**Task**:
Quote the entries below word for word, starting with the line that contains "Note: point out the woman's left" and continuing through the line that contains "point(236, 79)", and give only those lines.

## Start Task input

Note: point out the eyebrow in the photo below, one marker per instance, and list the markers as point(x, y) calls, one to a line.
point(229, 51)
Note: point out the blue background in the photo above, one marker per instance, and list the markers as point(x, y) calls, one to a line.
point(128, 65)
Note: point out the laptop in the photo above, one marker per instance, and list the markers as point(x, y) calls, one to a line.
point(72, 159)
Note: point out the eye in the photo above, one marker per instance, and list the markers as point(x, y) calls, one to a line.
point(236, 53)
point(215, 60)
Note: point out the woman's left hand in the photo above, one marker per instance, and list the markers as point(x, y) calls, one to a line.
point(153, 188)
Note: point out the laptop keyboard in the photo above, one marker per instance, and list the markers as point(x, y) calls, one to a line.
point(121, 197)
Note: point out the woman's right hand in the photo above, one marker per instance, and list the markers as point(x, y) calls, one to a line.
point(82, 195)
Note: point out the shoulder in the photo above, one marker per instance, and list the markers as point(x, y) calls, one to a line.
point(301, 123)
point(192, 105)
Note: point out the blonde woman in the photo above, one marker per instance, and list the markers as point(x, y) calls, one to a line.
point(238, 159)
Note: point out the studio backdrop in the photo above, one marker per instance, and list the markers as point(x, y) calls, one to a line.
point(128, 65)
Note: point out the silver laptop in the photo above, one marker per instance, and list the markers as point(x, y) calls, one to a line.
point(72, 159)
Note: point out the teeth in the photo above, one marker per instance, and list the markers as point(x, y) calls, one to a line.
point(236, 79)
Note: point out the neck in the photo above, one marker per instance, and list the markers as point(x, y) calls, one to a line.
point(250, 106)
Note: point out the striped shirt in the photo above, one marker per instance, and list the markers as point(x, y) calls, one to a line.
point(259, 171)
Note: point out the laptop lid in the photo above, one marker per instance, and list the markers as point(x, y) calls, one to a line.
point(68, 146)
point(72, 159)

## End Task input
## Start Task input

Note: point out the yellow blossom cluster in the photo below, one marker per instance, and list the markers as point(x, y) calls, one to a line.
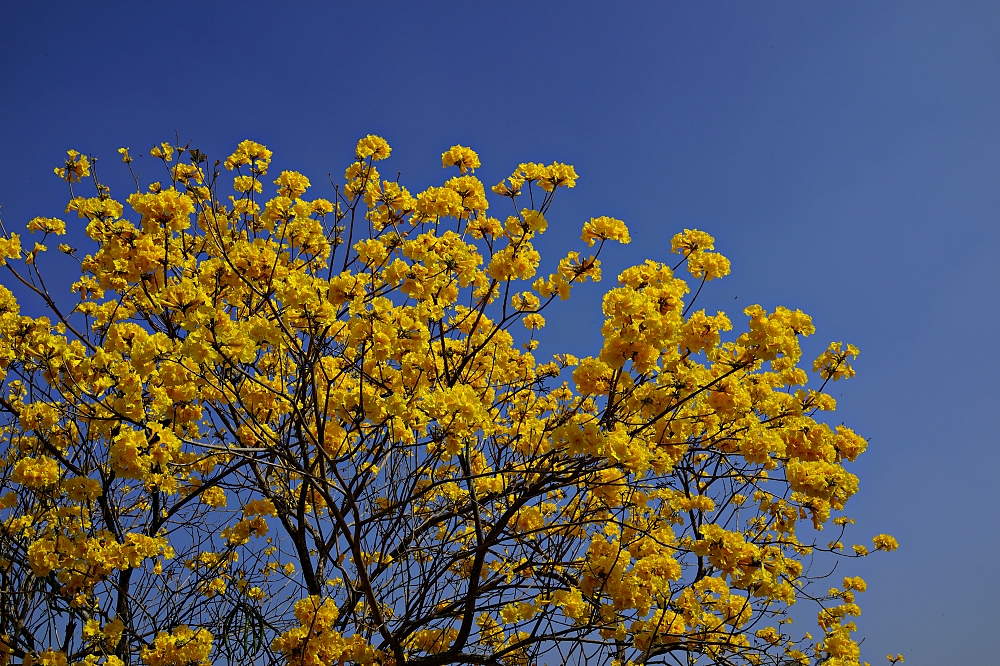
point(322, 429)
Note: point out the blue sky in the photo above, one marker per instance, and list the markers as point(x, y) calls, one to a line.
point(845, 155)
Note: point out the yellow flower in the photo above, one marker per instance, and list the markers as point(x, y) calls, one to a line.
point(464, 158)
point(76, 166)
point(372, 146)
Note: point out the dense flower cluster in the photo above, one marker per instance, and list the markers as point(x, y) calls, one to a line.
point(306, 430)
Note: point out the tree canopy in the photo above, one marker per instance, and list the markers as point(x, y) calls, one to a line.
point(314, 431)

## End Task input

**Answer to this problem**:
Note: point out the woman's left hand in the photo above, one marker per instance, and list the markers as point(x, y) calls, one to a line.
point(153, 188)
Note: point out the laptop keyboard in the photo above, one marker per instance, and list the markers as point(x, y) calls, one to a line.
point(121, 197)
Note: point out the woman's right hand in the photo above, one marker per instance, and list the markers as point(x, y) calls, one to a line.
point(82, 195)
Note: point out the shoulder in the photo above, one marker per instance, and list the markers as point(x, y) calls, one to a line.
point(301, 123)
point(192, 105)
Note: point out the blonde woman in the photo above, one marker per instance, and list the markers as point(x, y) calls, one to a line.
point(238, 159)
Note: point out the studio backdrop in the photo above, one marker per instance, and list the markers as point(x, y) calls, one to a line.
point(128, 65)
Note: point out the silver laptop in the photo above, one marker per instance, and list the markers as point(x, y) calls, one to a line.
point(72, 159)
Note: point out the teeth in the photo above, one marker per instance, and list the markers as point(x, y) calls, one to a line.
point(236, 79)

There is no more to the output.